▸ GIVEN ENTRIES

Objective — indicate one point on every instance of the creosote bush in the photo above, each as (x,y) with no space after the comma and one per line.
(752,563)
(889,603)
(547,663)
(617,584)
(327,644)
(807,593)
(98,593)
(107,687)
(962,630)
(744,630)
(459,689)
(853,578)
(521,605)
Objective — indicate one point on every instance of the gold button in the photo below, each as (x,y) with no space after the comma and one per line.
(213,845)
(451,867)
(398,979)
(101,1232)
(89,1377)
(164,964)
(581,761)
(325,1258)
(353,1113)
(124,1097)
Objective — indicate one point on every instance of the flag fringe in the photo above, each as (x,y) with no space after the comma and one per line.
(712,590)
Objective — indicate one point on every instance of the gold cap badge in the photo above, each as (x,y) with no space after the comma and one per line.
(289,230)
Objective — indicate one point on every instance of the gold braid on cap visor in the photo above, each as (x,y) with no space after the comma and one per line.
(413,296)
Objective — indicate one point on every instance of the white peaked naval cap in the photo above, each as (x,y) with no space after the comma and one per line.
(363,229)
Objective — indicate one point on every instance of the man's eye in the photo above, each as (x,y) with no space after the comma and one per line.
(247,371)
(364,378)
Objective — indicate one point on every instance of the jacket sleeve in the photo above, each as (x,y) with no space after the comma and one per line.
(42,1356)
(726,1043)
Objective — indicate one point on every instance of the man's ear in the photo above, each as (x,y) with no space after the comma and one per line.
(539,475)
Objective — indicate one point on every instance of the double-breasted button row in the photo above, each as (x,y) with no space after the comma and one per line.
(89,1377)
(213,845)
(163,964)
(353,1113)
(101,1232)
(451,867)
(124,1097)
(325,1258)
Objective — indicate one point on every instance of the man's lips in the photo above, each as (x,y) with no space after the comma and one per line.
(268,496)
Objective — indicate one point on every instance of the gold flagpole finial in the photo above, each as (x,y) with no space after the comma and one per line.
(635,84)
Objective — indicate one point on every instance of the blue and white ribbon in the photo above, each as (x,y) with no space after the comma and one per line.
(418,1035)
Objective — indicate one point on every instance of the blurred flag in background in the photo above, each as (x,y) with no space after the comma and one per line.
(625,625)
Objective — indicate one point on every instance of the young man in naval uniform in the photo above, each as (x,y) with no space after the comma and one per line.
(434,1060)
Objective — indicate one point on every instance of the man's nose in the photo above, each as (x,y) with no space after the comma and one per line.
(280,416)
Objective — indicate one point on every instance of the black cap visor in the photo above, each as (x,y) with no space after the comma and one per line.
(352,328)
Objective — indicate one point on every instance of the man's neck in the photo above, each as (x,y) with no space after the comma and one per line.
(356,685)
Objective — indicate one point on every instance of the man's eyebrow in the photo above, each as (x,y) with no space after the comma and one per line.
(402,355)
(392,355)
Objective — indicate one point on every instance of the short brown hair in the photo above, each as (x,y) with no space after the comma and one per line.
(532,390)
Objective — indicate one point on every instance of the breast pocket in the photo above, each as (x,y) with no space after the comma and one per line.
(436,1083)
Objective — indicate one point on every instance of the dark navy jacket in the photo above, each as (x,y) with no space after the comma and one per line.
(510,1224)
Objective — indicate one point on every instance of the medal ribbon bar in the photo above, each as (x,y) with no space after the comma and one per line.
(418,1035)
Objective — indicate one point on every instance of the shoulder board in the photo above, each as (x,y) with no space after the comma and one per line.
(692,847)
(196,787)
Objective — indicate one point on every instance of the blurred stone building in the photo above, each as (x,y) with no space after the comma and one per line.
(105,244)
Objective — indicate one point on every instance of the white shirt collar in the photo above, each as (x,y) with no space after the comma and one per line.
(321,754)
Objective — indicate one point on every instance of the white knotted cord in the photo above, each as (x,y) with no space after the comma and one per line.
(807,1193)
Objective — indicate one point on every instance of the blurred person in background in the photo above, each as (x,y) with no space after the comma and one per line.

▸ INSTRUCTION
Retype the stretch of the listing from the line containing "Objective — indicate one point on every instance of the shoulder" through the end of the listing, reproducing each line without any change.

▸ FINISHED EXERCISE
Objective — indicate one point on every instance of the shoulder board in the photo above, each as (x,y) with no space after the comma and one per line.
(692,847)
(196,787)
Objective — indicate one point on every instance of the blurred stone building in the photo above, each as (x,y) with no space after the comma and one per line.
(105,244)
Objective — indicate one point on every instance of the white shirt collar in the photo above, each as (x,y) with no space after the comma and one per line.
(321,754)
Objective — indicate one point on every instance of the white knotted cord in the photo above, each as (x,y) with no space after the comma and one per line.
(807,1193)
Objective — indicate one point on every instance of the blurred person in background in the photo above, each as (x,y) with no space after the comma and one per line.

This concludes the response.